### EXERCISE DIRECTIONS
For this exercise, set down all the records exactly as given.

### SUPPLIED DATA
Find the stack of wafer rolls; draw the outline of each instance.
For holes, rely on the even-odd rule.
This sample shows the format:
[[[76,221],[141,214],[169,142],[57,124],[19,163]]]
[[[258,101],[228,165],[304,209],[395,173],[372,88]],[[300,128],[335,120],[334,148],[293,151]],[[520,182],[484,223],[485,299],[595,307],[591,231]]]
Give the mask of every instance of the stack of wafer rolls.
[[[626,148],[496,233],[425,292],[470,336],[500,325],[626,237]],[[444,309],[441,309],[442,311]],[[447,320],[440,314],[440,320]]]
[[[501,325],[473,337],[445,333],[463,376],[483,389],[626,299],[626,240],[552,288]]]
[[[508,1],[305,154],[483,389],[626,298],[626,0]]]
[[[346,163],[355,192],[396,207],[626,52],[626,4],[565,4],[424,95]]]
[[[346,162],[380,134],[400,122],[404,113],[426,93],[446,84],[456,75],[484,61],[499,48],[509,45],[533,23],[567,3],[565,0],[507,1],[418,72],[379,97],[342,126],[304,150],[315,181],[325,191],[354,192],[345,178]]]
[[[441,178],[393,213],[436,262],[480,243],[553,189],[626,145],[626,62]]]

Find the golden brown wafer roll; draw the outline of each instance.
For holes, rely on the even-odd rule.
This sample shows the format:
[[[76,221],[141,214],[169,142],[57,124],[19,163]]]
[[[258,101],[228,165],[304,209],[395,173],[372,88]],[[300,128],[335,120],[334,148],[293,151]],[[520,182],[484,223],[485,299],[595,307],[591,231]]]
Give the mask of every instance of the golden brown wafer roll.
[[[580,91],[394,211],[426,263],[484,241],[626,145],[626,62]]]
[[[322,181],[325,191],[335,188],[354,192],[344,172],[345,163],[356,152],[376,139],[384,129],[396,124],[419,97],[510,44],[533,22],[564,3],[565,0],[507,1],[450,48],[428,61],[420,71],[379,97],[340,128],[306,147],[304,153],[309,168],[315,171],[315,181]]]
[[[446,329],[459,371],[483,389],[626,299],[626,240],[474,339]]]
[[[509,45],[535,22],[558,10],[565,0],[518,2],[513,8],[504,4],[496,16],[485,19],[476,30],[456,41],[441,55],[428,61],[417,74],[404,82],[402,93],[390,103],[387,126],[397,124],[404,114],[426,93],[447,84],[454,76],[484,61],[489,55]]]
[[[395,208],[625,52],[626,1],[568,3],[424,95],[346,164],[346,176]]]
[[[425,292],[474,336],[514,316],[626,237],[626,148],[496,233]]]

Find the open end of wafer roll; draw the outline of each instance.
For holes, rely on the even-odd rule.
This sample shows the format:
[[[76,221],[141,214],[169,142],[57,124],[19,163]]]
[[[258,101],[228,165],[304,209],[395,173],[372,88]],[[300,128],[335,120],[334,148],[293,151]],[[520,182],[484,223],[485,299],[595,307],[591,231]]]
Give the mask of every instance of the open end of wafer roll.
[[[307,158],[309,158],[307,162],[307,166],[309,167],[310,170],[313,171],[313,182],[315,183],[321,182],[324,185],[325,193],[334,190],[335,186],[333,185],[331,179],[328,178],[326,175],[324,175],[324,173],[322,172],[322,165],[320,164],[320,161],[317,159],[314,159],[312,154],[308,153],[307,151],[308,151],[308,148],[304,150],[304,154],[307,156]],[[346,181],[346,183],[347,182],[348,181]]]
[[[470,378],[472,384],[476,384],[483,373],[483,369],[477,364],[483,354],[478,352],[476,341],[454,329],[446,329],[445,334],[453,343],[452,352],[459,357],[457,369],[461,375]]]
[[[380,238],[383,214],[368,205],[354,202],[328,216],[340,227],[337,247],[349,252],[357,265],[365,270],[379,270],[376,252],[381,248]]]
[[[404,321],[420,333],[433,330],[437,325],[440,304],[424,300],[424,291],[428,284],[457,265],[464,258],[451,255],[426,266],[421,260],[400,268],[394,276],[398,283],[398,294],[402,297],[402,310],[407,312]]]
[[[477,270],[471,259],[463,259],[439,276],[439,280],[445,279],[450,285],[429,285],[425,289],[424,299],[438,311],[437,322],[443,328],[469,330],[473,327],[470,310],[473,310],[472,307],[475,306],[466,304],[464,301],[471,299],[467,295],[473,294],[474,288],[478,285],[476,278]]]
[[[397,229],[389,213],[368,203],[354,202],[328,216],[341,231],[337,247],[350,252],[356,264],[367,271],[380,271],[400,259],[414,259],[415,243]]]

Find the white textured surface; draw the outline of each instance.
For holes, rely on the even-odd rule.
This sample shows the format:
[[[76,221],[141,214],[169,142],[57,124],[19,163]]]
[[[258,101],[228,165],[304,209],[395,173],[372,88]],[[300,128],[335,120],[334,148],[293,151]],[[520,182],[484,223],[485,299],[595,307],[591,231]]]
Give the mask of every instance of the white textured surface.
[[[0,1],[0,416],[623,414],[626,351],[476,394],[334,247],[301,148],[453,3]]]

### ANSWER TO THIS PROBLEM
Find the stack of wafer rolls; draw the outline of each instance.
For holes, rely on the even-odd rule.
This sample shows the format:
[[[76,221],[141,214],[169,142],[57,124],[19,163]]]
[[[258,101],[228,165],[304,209],[395,173],[372,88]],[[300,128],[335,120],[334,148],[293,151]],[[520,182],[484,223],[485,299],[595,307],[591,231]]]
Give the mask of every instance of the stack of wafer rolls.
[[[626,148],[496,233],[425,292],[470,336],[500,325],[626,237]],[[444,309],[441,309],[442,311]],[[447,320],[440,314],[440,320]]]
[[[501,325],[473,337],[445,333],[463,376],[483,389],[626,299],[626,240],[552,288]]]
[[[508,1],[305,154],[483,389],[626,298],[626,0]]]
[[[346,163],[355,192],[396,207],[626,52],[626,4],[565,4],[424,95]]]
[[[346,162],[380,134],[400,122],[404,113],[426,93],[446,84],[456,75],[484,61],[499,48],[509,45],[533,23],[567,3],[565,0],[507,1],[418,72],[379,97],[342,126],[304,150],[315,181],[325,191],[354,192],[345,178]]]
[[[441,178],[393,213],[436,262],[480,243],[553,189],[626,145],[626,62]]]

Find the golden brown wafer roll; draw the outline of each instance.
For holes, rely on the even-odd rule.
This sample shows the format:
[[[76,221],[141,214],[169,142],[57,124],[19,163]]]
[[[258,101],[228,165],[304,209],[395,173],[372,88]],[[300,128],[335,120],[334,148],[293,151]],[[520,182],[484,223],[485,299],[595,307],[591,231]]]
Give the mask of every instance of the golden brown wafer roll.
[[[580,91],[394,211],[426,263],[484,241],[626,145],[626,62]]]
[[[322,181],[325,191],[335,188],[354,192],[344,172],[345,163],[356,152],[376,139],[384,129],[396,124],[419,97],[510,44],[533,22],[564,3],[565,0],[507,1],[450,48],[428,61],[420,71],[379,97],[340,128],[306,147],[304,153],[309,168],[315,171],[315,181]]]
[[[446,329],[459,371],[483,389],[626,299],[626,240],[474,339]]]
[[[509,45],[535,22],[558,10],[565,0],[518,2],[513,8],[504,4],[496,16],[485,19],[476,30],[456,41],[441,55],[428,61],[417,74],[404,82],[402,93],[390,103],[387,126],[397,124],[404,114],[426,93],[447,84],[454,76],[484,61],[489,55]]]
[[[395,208],[625,52],[626,1],[568,3],[424,95],[346,164],[346,176]]]
[[[425,292],[474,336],[514,316],[626,237],[626,148],[496,233]]]

Find the open end of wafer roll; draw the outline of each instance.
For holes, rely on the even-odd rule.
This sample shows the format:
[[[76,221],[141,214],[169,142],[57,124],[19,163]]]
[[[258,101],[228,165],[304,209],[395,173],[372,88]],[[300,128],[335,120],[334,148],[293,151]],[[520,182],[484,223],[485,299],[595,307],[591,231]]]
Give the mask of every instance of the open end of wafer roll.
[[[307,158],[309,158],[307,162],[307,166],[309,167],[310,170],[313,171],[313,182],[315,183],[321,182],[324,185],[325,193],[334,190],[335,186],[333,185],[331,179],[328,178],[326,175],[324,175],[324,173],[322,172],[322,165],[320,164],[320,161],[317,159],[314,159],[312,154],[308,153],[307,151],[308,151],[308,148],[304,150],[304,154],[307,156]],[[346,181],[346,183],[347,182],[348,181]]]
[[[470,378],[472,384],[476,384],[483,373],[483,369],[477,364],[483,354],[478,352],[476,341],[454,329],[446,329],[445,334],[453,343],[452,352],[459,357],[457,369],[461,375]]]
[[[380,238],[383,214],[368,205],[354,202],[328,216],[340,227],[337,247],[349,252],[357,265],[365,270],[379,270],[376,252],[381,248]]]
[[[404,321],[420,333],[433,330],[437,325],[440,304],[424,300],[424,291],[428,284],[457,265],[464,258],[451,255],[426,266],[421,260],[400,268],[394,276],[398,283],[398,294],[402,297],[402,310],[407,312]]]
[[[477,270],[471,259],[463,259],[439,276],[439,280],[445,279],[450,285],[429,285],[425,289],[424,299],[438,311],[437,322],[443,328],[469,330],[473,327],[470,310],[473,310],[472,307],[475,306],[466,304],[464,301],[471,299],[467,295],[473,294],[474,288],[478,285],[476,278]]]
[[[397,229],[389,213],[368,203],[354,202],[328,216],[341,231],[337,247],[350,252],[356,264],[367,271],[380,271],[400,259],[414,259],[415,243]]]

Find the white textured surface; draw the outline of each instance.
For holes, rely on the even-odd rule.
This sample shows the format:
[[[76,221],[141,214],[169,142],[57,124],[19,163]]]
[[[258,101],[228,165],[304,209],[395,173],[372,88]],[[300,128],[335,120],[334,148],[293,151]],[[520,182],[484,223],[485,299],[595,307],[591,231]]]
Give the mask of every instance of the white textured surface.
[[[0,1],[0,416],[623,414],[626,351],[476,394],[334,247],[301,148],[453,3]]]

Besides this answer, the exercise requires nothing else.